▶ **SOURCE RECORDS**:
** Start **

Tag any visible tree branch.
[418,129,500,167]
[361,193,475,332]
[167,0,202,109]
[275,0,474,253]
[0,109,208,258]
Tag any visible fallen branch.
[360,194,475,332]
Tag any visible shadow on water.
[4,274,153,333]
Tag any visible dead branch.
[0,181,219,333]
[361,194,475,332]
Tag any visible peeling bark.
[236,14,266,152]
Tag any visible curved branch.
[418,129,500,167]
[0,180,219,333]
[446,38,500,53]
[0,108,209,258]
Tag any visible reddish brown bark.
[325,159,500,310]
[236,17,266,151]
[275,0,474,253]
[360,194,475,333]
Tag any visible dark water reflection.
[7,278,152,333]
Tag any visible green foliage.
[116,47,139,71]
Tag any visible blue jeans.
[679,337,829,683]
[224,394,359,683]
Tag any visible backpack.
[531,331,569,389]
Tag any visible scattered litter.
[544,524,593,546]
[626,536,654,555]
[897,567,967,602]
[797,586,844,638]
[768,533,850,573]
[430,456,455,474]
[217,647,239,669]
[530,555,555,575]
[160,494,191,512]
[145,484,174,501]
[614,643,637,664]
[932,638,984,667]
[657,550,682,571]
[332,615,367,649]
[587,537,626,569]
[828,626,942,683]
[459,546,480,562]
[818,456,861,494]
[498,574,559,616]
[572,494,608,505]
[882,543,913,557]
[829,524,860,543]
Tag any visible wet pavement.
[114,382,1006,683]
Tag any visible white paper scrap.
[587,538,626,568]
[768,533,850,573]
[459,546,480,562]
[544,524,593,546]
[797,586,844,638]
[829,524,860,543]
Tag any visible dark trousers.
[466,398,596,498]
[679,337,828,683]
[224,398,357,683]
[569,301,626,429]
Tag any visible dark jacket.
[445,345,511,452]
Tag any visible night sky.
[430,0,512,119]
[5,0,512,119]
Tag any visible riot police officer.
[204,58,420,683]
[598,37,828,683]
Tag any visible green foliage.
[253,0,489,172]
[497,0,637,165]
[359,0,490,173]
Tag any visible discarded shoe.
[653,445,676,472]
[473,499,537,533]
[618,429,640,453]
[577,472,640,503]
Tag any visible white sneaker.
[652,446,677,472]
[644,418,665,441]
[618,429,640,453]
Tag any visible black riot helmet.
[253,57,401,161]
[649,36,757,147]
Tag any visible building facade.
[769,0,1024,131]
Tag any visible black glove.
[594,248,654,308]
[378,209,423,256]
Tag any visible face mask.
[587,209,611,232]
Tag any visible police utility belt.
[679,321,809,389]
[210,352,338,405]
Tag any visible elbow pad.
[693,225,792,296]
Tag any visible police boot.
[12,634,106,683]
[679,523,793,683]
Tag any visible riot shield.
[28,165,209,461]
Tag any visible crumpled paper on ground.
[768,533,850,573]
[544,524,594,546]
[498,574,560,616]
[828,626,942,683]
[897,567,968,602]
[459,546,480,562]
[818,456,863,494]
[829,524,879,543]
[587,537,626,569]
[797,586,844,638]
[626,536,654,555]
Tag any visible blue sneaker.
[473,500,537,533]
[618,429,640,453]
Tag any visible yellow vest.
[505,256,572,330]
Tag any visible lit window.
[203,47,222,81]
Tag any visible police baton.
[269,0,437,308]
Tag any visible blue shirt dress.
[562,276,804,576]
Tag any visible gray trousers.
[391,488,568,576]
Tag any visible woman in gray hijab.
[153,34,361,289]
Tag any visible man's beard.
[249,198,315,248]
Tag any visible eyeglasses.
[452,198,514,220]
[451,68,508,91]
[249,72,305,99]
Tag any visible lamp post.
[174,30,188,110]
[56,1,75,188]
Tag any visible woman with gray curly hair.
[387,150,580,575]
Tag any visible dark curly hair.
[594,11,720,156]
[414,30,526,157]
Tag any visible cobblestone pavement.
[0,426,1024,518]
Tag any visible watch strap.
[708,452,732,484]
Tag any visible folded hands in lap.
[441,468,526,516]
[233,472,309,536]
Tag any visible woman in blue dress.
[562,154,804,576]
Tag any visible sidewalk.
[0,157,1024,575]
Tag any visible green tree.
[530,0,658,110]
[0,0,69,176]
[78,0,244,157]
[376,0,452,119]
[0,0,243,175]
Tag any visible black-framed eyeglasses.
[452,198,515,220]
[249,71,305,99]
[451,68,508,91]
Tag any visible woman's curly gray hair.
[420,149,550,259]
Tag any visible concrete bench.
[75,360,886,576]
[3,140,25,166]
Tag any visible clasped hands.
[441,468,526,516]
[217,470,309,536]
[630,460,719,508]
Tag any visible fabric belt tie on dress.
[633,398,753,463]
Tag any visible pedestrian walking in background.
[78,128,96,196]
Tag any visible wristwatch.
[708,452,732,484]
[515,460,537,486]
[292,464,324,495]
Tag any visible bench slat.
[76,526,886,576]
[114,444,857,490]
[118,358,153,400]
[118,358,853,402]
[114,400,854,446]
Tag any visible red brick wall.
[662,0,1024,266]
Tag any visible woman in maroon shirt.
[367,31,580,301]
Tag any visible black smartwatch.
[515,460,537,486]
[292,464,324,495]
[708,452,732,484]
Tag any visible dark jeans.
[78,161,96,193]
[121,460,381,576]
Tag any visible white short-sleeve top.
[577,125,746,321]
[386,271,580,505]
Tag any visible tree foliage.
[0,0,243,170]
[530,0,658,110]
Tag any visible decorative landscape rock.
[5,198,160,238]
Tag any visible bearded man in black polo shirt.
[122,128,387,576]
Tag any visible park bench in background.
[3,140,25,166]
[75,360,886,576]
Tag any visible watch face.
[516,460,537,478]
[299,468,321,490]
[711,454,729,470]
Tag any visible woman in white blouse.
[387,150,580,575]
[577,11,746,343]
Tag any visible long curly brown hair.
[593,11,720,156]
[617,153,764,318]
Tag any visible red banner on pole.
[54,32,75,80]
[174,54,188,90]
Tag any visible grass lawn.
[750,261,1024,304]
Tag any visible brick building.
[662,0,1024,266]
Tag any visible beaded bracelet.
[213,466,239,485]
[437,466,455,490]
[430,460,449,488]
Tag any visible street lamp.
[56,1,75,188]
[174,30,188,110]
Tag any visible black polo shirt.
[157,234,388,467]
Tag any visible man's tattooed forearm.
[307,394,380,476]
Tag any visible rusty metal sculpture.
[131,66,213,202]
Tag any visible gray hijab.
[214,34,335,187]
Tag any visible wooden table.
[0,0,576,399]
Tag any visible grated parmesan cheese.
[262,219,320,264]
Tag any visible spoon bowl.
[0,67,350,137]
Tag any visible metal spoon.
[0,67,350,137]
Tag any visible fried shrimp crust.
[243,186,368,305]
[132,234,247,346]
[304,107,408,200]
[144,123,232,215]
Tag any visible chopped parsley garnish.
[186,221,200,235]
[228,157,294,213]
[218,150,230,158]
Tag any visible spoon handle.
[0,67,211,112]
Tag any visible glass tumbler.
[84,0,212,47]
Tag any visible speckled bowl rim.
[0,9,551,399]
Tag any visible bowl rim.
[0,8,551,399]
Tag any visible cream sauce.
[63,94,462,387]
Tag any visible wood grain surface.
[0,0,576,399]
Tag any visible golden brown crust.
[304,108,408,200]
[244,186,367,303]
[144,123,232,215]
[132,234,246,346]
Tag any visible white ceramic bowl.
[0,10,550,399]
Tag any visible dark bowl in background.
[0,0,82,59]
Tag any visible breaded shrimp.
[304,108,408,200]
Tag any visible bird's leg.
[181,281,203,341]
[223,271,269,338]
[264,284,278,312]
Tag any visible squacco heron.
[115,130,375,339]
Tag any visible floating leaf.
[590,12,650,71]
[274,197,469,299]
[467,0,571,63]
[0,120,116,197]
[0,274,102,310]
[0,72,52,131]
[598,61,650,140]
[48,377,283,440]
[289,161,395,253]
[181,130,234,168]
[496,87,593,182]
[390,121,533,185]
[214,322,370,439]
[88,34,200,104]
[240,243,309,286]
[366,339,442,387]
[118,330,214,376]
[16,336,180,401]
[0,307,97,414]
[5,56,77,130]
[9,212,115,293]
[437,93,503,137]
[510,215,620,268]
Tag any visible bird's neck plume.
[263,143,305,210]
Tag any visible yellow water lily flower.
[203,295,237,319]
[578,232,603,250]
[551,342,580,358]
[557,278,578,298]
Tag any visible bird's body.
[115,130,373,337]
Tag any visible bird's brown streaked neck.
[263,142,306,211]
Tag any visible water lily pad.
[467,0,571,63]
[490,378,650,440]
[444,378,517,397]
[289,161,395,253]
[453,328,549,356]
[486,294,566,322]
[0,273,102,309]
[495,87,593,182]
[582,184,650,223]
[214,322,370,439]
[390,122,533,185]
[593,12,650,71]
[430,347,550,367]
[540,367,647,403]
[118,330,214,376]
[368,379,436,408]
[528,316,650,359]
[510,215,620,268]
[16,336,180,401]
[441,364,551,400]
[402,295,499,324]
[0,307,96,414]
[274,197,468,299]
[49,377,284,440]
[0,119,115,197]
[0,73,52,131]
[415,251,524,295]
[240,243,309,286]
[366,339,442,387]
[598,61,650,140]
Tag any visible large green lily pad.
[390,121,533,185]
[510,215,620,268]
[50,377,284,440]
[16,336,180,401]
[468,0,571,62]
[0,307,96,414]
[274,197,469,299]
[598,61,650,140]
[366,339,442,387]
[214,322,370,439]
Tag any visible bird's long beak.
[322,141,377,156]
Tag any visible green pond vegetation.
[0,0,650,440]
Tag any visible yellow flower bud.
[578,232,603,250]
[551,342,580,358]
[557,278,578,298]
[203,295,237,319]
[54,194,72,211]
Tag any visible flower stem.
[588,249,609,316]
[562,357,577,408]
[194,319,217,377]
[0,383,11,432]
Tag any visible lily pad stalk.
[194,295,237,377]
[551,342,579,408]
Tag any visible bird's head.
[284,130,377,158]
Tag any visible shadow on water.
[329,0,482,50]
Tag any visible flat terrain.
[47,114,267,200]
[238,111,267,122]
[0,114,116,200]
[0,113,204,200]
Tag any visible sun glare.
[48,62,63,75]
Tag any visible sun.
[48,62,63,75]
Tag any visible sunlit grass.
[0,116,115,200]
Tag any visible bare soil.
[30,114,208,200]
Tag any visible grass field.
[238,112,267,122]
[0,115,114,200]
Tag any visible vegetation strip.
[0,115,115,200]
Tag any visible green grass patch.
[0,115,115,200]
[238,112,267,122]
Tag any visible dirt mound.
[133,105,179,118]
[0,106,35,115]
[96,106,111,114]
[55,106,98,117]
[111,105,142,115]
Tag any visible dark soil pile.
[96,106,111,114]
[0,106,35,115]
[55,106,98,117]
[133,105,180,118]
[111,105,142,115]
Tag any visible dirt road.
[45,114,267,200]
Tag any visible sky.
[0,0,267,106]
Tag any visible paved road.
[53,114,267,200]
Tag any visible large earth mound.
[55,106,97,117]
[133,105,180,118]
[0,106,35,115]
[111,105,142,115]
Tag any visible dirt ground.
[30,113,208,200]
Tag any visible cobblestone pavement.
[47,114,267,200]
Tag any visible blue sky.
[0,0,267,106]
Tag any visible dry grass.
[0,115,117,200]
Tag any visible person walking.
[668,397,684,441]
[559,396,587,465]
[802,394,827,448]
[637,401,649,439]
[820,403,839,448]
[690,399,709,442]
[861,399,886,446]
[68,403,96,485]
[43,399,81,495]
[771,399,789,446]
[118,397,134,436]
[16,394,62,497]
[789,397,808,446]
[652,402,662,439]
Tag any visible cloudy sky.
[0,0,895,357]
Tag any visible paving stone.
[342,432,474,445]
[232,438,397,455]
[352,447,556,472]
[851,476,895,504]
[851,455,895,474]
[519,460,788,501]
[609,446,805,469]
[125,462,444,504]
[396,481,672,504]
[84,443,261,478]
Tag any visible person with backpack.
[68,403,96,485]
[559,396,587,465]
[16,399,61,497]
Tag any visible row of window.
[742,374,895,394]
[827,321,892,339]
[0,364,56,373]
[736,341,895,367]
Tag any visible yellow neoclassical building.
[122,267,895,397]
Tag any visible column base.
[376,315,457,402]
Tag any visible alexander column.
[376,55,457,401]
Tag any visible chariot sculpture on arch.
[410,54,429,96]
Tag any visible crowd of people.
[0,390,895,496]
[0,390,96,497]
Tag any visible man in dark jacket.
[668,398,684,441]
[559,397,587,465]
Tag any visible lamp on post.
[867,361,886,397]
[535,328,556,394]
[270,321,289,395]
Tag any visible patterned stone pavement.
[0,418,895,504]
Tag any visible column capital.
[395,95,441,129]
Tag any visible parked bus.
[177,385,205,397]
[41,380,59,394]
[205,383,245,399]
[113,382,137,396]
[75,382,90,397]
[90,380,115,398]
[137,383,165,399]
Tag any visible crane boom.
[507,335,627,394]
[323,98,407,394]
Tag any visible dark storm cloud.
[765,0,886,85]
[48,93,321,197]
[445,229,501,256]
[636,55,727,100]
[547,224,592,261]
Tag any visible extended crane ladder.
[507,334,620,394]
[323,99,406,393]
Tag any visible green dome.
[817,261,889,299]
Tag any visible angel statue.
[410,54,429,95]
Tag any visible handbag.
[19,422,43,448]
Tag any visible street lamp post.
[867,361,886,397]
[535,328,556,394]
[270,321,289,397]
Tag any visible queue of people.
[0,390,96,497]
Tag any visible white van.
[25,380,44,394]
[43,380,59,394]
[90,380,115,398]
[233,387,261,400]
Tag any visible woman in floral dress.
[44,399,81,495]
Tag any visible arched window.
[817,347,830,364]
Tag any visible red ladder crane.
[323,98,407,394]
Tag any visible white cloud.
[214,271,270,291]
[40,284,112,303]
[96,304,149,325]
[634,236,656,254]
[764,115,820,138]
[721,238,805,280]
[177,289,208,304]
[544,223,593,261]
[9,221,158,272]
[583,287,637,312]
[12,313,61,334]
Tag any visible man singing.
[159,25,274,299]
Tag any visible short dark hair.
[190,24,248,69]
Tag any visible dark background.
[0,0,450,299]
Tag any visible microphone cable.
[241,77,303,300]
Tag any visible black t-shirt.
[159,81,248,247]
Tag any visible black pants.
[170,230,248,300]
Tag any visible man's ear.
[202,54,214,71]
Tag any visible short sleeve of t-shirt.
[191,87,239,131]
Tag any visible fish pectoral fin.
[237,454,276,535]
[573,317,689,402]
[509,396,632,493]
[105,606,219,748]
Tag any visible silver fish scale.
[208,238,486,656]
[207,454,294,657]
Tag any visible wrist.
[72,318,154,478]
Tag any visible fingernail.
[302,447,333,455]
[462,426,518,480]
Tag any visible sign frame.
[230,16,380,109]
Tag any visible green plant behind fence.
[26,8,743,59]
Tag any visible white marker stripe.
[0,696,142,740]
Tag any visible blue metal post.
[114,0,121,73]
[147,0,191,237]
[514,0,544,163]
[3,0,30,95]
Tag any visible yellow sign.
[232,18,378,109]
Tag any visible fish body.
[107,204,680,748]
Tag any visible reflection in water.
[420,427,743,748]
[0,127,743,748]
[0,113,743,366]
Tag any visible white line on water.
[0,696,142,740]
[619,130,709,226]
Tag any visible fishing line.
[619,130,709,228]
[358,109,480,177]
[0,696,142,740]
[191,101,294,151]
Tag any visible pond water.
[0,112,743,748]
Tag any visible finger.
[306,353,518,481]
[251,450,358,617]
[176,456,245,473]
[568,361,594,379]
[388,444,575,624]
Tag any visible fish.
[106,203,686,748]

** End **

▶ **TASK DESCRIPTION**: Print the entries above without changes, beginning at the line that contains "Tag any visible large green lily pad." and stopping after the line that contains "[0,115,114,200]".

▶ **FINAL RESULT**:
Tag any visible large green lily pad.
[390,121,533,185]
[510,215,620,268]
[50,377,284,440]
[16,336,180,401]
[468,0,571,62]
[0,307,96,414]
[274,197,469,299]
[598,61,650,140]
[366,339,442,387]
[214,322,370,439]
Tag any visible bird's long beak.
[322,141,377,156]
Tag any visible green pond vegetation.
[0,0,650,440]
Tag any visible yellow flower bud.
[578,232,603,250]
[551,342,580,358]
[557,278,578,298]
[203,295,237,319]
[54,194,72,211]
Tag any visible flower stem.
[588,249,609,316]
[562,357,577,408]
[194,319,217,377]
[0,383,11,432]
Tag any visible lily pad stalk.
[194,295,237,377]
[551,342,579,408]
Tag any visible bird's head.
[284,130,377,158]
Tag any visible shadow on water.
[329,0,482,50]
Tag any visible flat terrain.
[47,114,267,200]
[238,111,267,122]
[0,114,116,200]
[0,113,204,200]
Tag any visible sun glare.
[48,62,63,75]
Tag any visible sun.
[48,62,63,75]
Tag any visible sunlit grass.
[0,116,115,200]
Tag any visible bare soil.
[30,114,208,200]
Tag any visible grass field.
[238,112,267,122]
[0,115,114,200]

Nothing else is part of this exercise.